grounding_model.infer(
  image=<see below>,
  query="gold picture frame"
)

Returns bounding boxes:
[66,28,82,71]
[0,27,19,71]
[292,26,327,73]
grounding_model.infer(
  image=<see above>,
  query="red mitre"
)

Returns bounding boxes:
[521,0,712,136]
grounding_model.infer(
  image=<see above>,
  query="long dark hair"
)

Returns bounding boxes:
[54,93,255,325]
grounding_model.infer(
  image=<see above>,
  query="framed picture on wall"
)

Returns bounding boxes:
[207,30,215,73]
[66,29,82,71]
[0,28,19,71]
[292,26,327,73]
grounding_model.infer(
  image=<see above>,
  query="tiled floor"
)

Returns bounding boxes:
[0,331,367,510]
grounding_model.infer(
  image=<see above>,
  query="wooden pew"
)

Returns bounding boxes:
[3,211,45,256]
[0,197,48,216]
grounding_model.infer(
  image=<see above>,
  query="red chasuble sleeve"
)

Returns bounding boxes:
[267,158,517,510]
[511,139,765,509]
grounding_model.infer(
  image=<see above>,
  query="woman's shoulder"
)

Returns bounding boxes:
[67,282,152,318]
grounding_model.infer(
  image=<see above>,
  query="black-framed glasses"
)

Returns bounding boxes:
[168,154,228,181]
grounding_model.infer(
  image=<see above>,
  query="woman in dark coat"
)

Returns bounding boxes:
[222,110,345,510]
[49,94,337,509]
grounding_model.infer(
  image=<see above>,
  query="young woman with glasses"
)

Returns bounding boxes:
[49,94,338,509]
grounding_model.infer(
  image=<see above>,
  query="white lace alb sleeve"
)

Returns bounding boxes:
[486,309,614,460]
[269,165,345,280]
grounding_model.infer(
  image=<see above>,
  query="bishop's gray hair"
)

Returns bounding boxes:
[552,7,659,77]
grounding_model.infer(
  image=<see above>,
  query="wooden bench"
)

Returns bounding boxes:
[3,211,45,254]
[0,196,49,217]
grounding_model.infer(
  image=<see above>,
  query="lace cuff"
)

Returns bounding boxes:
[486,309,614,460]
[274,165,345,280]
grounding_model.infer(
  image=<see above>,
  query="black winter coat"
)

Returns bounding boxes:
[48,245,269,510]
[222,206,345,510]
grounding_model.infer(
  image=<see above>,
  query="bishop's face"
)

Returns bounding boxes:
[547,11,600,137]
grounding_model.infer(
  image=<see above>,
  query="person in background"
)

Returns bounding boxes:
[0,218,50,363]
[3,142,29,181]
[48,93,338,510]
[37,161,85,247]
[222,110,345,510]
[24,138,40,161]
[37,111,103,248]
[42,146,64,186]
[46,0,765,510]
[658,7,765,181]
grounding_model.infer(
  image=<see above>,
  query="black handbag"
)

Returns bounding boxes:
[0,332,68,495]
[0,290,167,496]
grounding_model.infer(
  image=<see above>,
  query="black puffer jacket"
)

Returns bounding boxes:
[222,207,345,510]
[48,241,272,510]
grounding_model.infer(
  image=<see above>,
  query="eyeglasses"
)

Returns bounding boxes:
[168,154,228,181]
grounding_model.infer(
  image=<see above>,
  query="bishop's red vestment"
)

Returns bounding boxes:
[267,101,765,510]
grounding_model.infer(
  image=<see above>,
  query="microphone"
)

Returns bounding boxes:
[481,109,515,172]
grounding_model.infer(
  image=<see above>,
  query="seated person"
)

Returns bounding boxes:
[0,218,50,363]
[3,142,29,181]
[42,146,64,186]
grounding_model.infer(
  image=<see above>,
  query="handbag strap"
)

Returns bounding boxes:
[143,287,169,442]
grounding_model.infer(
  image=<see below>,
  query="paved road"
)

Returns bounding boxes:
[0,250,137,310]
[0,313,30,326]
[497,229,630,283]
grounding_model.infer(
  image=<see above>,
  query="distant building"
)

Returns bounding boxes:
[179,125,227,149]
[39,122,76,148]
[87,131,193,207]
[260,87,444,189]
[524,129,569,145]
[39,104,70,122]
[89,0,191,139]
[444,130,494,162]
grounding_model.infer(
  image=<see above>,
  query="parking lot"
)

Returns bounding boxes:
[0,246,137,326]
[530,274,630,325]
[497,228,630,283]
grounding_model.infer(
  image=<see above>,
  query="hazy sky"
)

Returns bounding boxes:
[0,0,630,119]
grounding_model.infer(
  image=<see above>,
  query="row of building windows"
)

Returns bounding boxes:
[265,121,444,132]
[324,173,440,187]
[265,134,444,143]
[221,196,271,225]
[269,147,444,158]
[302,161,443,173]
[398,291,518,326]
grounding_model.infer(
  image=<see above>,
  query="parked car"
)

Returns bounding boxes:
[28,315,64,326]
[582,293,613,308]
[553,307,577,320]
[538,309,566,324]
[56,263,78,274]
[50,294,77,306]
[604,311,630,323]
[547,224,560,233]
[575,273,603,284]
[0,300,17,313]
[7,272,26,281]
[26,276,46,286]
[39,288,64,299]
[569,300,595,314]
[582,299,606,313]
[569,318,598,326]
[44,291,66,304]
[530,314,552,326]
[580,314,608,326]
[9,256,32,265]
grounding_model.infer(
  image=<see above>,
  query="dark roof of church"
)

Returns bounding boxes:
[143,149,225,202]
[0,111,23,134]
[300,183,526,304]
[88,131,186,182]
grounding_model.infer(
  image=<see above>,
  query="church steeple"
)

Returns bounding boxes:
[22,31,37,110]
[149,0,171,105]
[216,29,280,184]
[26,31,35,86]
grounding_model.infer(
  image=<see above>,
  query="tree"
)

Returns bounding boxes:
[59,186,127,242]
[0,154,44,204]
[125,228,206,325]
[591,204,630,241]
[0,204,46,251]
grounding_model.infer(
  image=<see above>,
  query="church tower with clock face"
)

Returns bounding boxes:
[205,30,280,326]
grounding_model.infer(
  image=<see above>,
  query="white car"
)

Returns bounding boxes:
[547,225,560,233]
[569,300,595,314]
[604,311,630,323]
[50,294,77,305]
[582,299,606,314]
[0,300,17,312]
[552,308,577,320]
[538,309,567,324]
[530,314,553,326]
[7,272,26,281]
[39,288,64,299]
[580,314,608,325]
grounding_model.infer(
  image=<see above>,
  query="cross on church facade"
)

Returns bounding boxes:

Written problem –
Put the lines above into a numbered list, from the first line through the line containing "[269,165,345,280]" and including both, with blank lines left out.

Answer for this exercise –
1. grounding_model.infer(
2.   image=<see below>,
3.   query="gold picture frame"
4. )
5. Returns bounding boxes:
6. [66,28,82,71]
7. [0,27,19,71]
8. [292,26,327,73]
9. grounding_model.infer(
10.   image=<see above>,
11.   query="red mitre"
12. )
13. Returns bounding boxes:
14. [521,0,712,136]
15. grounding_model.infer(
16.   image=<see above>,
17.   query="long dark hair"
18. )
19. Returns bounding boxes:
20. [54,93,255,325]
21. grounding_model.infer(
22.   image=<see above>,
23.   query="framed picture on wall"
24. )
25. Returns bounding boxes:
26. [207,30,215,73]
27. [66,29,82,71]
28. [0,28,19,71]
29. [292,26,327,73]
30. grounding_model.infer(
31.   image=<see above>,
32.   query="tiled floor"
33. )
34. Returns bounding boxes:
35. [0,331,367,510]
36. grounding_model.infer(
37.   image=<see above>,
38.   query="wooden pew"
39. )
40. Returns bounding boxes:
41. [3,211,45,256]
42. [0,197,48,216]
43. grounding_model.infer(
44.   image=<see above>,
45.   query="red chasuble sleeve"
46. )
47. Returns bounding boxes:
48. [267,158,517,510]
49. [511,139,765,509]
50. grounding_model.infer(
51.   image=<see above>,
52.   query="woman's shoulder"
53. )
54. Returns bounding boxes:
55. [67,282,152,318]
56. grounding_model.infer(
57.   image=<see above>,
58.   query="black-framed glasses"
59. )
60. Returns bounding boxes:
61. [168,154,228,181]
62. grounding_model.infer(
63.   image=<see above>,
64.   query="woman in dark coat"
65. )
66. Returns bounding boxes:
67. [222,110,345,510]
68. [49,94,337,509]
69. grounding_model.infer(
70.   image=<see above>,
71.   query="young woman with glasses"
72. )
73. Returns bounding boxes:
74. [49,94,338,509]
75. grounding_model.infer(
76.   image=<see above>,
77.   query="white lace alb sleeve"
78. )
79. Returns bounding boxes:
80. [486,309,614,460]
81. [269,165,345,280]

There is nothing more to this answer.